How can we change corporate behaviour to stop the harm it causes to workers, Indigenous Peoples, local communities and environments in low- and middle-income countries? Corporate power has grown through globalisation, and state power to curb corporate impacts has decreased. Voluntary initiatives are widely promoted as a responsible business solution to international supply chain challenges.
However, given the competitive pressures in global value chains, voluntary initiatives are insufficient. An increased focus on regulatory solutions, such as mandatory due diligence requirements for companies to tackle business, human rights, and environmental challenges is occurring in Europe and the United States. These may have more teeth, but their effectiveness requires scrutiny.
Following a study on human rights due diligence in 2019 for the Fair Trade Advocacy Office and Brot für die Welt, an NRI team recently evaluated two Dutch Government programmes, the Fund against Child Labour (FBK) and the Fund for Responsible Business (FVO), which subsidise companies to improve their due diligence and tackle local root causes of relevant challenges. Led by Professor Valerie Nelson, a team comprising Professor Adrienne Martin, Professor Vegard Iversen and independent consultants Michael Flint and Hannah Betts, conducted a portfolio review, analysed monitoring data, conducted extensive key informant and stakeholder interviews for 20 projects, and five in-depth project case studies. The evidence was used to assess progress and effectiveness and to generate lessons. 61 projects are supported by both programmes; examples include mica mining in Madagascar, gold mining in Tanzania and Uganda, cocoa in Ghana, Cote d’Ivoire, and Cameroon, digital innovation in Nicaragua, vegetable seed production and garments in India, rice in Pakistan, coffee in Vietnam, granite mining in India, medical waste recycling in Egypt, rice blockchain in Cambodia, timber in Gabon, and leather from China and India.

Provided material:

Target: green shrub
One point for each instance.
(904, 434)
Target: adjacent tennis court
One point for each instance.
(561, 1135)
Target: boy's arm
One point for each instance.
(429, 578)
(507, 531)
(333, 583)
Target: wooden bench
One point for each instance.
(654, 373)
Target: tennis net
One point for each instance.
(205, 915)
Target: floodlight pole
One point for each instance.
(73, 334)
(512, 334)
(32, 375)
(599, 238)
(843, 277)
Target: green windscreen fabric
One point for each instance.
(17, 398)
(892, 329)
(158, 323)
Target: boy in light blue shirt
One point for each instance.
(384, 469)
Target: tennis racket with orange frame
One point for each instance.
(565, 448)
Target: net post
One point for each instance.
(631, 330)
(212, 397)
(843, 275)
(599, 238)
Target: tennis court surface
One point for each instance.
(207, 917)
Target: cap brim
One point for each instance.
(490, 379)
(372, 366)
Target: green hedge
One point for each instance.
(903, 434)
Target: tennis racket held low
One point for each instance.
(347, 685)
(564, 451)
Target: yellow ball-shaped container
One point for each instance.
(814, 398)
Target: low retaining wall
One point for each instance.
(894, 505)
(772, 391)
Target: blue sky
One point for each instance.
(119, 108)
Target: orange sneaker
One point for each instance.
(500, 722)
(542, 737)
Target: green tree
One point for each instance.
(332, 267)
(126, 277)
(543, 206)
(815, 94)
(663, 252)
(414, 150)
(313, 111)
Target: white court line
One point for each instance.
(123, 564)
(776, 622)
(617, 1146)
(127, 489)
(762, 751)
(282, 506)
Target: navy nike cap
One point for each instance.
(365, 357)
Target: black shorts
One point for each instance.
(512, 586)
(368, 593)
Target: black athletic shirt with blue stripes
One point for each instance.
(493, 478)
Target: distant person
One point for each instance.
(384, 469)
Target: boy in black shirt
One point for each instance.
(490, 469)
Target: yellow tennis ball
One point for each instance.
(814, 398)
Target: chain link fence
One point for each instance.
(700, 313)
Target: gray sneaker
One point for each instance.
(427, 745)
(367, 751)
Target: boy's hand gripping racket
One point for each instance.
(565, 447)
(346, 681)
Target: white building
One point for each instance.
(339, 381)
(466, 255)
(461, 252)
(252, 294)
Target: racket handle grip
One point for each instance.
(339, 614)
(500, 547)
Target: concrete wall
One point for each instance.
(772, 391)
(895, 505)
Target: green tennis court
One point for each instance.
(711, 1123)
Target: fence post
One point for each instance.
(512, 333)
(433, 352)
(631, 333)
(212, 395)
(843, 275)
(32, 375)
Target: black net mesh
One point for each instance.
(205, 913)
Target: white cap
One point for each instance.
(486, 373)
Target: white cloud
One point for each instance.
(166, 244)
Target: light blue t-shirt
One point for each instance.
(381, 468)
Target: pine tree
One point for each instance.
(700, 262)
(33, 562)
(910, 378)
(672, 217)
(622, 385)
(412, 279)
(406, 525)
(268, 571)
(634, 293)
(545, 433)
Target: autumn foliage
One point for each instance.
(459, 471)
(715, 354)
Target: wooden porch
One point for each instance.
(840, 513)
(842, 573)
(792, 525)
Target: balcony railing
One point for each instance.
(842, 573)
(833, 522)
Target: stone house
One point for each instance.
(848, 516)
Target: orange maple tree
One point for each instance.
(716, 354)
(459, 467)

List of tasks:
1. In the text on corporate harm and due diligence, name every member of the NRI team that evaluated the two Dutch Government programmes.
2. Write the next part of the text on corporate harm and due diligence, picking up after its final sentence.

Responses:
1.
- Professor Valerie Nelson (team leader)
- Professor Adrienne Martin
- Professor Vegard Iversen
- Michael Flint
- Hannah Betts

2.
Overall, the NRI study found that FVO and FBK funds are providing worthwhile support to improve how child labour and other Responsible Business Conduct (RBC) risks are identified and impact assessments conducted, and for Dutch companies to build systems to potentially address them. However, evidence of companies taking concrete action on risk mitigation, monitoring and remedy is less strong (and some projects have only recently begun). General progress of the projects against results has been good, although gaps in monitoring data make an accurate assessment difficult. Knowledge of RBC and child labour risks and root causes among project partners has been significantly improved. Some improvement in the earlier and easier stages of due diligence appears to have been achieved, and some innovative approaches have been facilitated, but it is not yet possible to know whether such initiatives will effectively tackle child labour and RBC risks. The study points to the limits of projects of this type, scale, and duration, often involving limited coalitions and with measures on enabling conditions being out of scope of the programme. Significant impact at scale is likely to require larger multi-stakeholder initiatives and changes to the ‘rules of the game’ in both consumer and supplier countries. The Dutch Government is acting on the recommendations to consider demand-side root cause issues, strengthening internal programme capacity and enhancing quality indicators for company due diligence.